== Task to carry out ==
From the data that follows, print exactly the lines starting at the one containing "(a) Find the stone tower" and ending at the one containing "(a) Find the stone building"; include both of them and nothing more.

== Material provided ==
########

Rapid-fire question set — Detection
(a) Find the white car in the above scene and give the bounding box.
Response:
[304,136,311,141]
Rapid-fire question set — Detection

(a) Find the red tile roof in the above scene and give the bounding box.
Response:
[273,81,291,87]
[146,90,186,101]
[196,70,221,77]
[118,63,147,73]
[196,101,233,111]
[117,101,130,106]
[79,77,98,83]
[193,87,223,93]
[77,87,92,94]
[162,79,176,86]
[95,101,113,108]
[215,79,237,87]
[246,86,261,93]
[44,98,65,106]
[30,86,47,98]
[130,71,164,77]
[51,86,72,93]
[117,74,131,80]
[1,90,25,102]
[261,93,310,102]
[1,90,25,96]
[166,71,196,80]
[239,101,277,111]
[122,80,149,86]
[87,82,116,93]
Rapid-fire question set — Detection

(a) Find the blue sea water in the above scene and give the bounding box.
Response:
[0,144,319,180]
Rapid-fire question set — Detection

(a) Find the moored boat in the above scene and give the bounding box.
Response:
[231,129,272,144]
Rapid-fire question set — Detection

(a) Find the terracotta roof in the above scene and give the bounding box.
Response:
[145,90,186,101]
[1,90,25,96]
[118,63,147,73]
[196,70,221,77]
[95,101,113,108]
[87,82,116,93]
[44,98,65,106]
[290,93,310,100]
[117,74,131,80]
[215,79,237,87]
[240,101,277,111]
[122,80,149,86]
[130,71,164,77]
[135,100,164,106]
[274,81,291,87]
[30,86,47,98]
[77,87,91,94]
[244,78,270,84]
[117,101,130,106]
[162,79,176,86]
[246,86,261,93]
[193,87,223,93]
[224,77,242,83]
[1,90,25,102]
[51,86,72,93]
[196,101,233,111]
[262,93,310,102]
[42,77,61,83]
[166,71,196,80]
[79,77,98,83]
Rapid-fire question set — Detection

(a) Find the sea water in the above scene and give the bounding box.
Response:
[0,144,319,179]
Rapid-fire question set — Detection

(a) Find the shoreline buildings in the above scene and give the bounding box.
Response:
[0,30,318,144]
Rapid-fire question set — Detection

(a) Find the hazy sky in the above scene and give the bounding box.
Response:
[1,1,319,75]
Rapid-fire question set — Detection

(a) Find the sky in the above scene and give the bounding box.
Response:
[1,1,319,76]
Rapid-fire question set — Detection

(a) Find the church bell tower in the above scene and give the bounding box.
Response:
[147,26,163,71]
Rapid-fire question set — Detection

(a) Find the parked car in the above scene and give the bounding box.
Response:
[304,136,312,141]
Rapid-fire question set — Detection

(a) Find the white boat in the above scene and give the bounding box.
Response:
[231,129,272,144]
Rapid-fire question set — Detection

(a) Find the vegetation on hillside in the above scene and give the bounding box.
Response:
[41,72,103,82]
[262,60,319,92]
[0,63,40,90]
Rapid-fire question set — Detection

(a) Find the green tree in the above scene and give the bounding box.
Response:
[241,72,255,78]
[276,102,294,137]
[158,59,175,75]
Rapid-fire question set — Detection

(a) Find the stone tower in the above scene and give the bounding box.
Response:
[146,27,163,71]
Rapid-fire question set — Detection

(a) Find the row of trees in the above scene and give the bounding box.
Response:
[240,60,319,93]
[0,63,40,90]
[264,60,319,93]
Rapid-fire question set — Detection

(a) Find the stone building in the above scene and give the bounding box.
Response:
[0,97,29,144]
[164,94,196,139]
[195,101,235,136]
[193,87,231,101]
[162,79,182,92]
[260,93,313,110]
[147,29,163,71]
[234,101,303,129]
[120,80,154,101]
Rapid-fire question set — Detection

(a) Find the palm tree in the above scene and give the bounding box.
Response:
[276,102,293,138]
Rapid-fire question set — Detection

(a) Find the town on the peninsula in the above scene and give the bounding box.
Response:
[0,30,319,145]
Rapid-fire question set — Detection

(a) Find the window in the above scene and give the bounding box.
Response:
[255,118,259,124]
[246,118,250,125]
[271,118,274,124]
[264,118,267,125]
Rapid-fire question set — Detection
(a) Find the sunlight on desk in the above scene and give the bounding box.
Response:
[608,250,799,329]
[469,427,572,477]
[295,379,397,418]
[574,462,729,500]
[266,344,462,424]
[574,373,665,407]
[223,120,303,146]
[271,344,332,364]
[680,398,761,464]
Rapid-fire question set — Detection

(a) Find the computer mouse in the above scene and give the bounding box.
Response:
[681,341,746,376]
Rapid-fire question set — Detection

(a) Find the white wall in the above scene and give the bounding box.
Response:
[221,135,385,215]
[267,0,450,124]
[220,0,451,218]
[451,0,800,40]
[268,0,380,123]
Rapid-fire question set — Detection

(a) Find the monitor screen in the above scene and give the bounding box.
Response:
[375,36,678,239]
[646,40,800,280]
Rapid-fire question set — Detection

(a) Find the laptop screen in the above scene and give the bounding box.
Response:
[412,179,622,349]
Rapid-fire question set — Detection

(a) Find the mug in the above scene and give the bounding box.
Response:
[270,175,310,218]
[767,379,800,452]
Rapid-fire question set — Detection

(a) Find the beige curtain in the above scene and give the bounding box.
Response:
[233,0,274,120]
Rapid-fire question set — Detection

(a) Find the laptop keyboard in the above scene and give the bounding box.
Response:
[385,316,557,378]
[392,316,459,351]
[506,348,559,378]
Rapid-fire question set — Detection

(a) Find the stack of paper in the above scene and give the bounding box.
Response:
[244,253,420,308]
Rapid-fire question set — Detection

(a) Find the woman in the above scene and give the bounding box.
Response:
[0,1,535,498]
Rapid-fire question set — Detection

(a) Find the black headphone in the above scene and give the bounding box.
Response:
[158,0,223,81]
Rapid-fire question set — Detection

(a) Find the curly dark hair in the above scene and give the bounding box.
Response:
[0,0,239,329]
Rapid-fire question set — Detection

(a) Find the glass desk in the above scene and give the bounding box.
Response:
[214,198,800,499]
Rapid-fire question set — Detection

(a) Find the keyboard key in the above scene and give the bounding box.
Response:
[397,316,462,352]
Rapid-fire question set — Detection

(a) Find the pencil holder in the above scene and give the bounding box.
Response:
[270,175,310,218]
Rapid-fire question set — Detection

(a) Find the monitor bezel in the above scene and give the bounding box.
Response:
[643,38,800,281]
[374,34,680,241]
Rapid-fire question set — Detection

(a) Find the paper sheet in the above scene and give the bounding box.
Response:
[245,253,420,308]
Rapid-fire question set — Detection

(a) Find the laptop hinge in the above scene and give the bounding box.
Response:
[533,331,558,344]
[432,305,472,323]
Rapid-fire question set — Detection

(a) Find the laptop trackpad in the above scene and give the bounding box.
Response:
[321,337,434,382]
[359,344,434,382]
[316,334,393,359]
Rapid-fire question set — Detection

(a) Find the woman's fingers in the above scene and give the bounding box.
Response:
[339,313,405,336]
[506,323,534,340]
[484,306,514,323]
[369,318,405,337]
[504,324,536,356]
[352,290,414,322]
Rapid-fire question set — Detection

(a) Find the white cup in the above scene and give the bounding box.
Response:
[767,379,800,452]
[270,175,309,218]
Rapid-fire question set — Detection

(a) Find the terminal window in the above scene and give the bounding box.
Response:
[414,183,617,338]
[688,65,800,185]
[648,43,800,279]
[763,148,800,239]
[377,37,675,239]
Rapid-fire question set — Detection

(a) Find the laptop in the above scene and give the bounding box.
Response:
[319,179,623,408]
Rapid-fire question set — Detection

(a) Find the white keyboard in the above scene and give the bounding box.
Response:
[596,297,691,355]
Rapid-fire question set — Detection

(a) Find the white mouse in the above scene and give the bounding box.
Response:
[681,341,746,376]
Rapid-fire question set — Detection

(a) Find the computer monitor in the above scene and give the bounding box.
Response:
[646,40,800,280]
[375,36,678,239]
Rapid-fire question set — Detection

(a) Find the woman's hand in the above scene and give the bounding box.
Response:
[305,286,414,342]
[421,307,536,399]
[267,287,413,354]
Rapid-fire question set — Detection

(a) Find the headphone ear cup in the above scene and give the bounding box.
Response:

########

== Task answer ==
(a) Find the stone tower in the above scene and give the bounding box.
Response:
[146,27,163,71]
Rapid-fire question set — Detection

(a) Find the row of trees in the above scene and give the bounding box.
Response:
[240,60,319,93]
[0,63,40,90]
[264,60,319,93]
Rapid-fire question set — Detection

(a) Find the stone building in the above scene and give the bounding box.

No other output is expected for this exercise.